There have been a lot of mulloway under a metre caught over the past month.
The way to target them is slow hopping soft plastics, vibes or jigs slowly just off the bottom, especially around drop-offs into deeper holes, along underwater ledges and the edge of channel junctions.
Live bait is your best chance of landing a fish over a metre, fishing on the bottom in deep holes on the tide change is the best technique.
There's been a lot of small tailor in all estuary waters and surf beaches, one of the best seasons for quite a few years. Lures or pilchards fished in a good surf gutter at sunrise or sunset on just about any beach has produced results this week.
The northern Gold Coast beaches from the Seaway to Narrowneck, including the Pumping Jetty, has turned up choppers at dusk and there's been better quality on North and South Stradbroke islands and northern NSW beaches.
We're at the start of the whiting season, most fish over the past few weeks have come from the upper reaches of rivers and creeks, top spots have been the Nerang and Coomera rivers, Tingalpa Creek and Pumicestone Passage from Ningi to Donnybrook.
In Moreton Bay, there continues to be good catches of snapper on all artificial reefs and ledges along Stradbroke and Moreton Islands.
There have been great mixed bags of reef fish caught over the past few weeks.
In the shallows, there's been snapper, Moses perch and trag, in 50 fathoms on the deeper reefs the snapper quality improves and there's been good quality pearl perch. For those using live bait, catches have included some very big trag, kingfish, cobia and the odd amberjack.

> [OBJECTIVES]
A – According to the fishing report, what is the best technique for landing a mulloway over a metre?
B – Update the portion of the fishing report beginning at "There have been a" and continuing through "northern NSW beaches.", changing "pilchards" to "squid".

> [DATA SECTION]
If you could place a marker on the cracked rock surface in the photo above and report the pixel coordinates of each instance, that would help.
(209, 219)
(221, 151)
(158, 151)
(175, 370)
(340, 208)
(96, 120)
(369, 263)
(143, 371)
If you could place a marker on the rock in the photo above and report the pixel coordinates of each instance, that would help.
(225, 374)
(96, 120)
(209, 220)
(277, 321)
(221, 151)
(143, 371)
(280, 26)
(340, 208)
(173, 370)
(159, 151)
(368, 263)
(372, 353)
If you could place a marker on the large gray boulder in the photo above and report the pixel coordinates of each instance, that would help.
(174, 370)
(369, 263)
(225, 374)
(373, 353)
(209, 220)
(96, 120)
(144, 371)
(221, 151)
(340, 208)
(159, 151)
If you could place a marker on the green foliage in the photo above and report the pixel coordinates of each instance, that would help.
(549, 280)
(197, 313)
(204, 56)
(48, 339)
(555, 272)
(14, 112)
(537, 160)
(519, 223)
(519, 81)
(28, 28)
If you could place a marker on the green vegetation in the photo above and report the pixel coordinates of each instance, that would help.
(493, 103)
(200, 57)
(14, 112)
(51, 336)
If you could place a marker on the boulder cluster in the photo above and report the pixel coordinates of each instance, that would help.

* * *

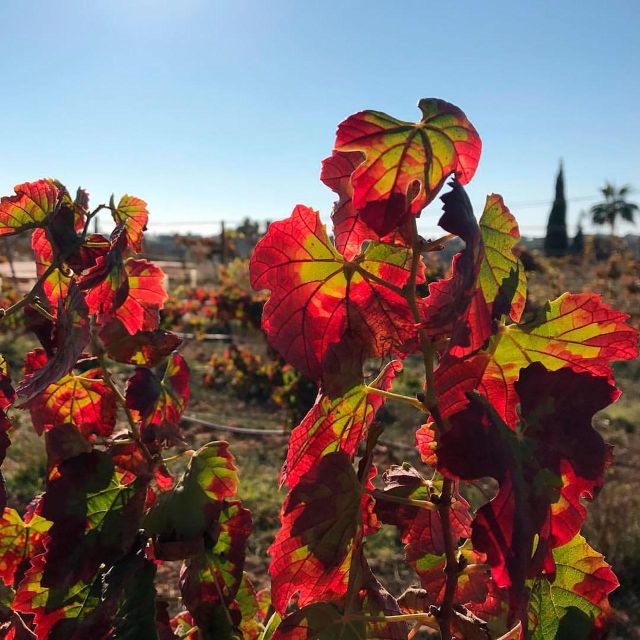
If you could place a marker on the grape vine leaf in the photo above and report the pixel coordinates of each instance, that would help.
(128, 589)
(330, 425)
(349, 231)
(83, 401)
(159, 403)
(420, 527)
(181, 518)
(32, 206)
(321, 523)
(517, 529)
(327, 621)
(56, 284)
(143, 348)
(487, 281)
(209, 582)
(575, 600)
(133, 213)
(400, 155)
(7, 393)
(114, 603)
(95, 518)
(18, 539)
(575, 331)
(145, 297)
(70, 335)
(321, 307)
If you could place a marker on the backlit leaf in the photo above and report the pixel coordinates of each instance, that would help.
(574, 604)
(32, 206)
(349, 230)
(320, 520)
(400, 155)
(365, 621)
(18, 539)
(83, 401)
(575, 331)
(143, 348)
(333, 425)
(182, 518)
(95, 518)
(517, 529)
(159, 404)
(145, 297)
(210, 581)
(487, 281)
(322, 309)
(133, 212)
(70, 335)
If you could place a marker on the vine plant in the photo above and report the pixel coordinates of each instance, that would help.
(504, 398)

> [THE RESULTS]
A – Fishing live bait on the bottom in deep holes on the tide change.

B –
There have been a lot of mulloway under a metre caught over the past month.
The way to target them is slow hopping soft plastics, vibes or jigs slowly just off the bottom, especially around drop-offs into deeper holes, along underwater ledges and the edge of channel junctions.
Live bait is your best chance of landing a fish over a metre, fishing on the bottom in deep holes on the tide change is the best technique.
There's been a lot of small tailor in all estuary waters and surf beaches, one of the best seasons for quite a few years. Lures or squid fished in a good surf gutter at sunrise or sunset on just about any beach has produced results this week.
The northern Gold Coast beaches from the Seaway to Narrowneck, including the Pumping Jetty, has turned up choppers at dusk and there's been better quality on North and South Stradbroke islands and northern NSW beaches.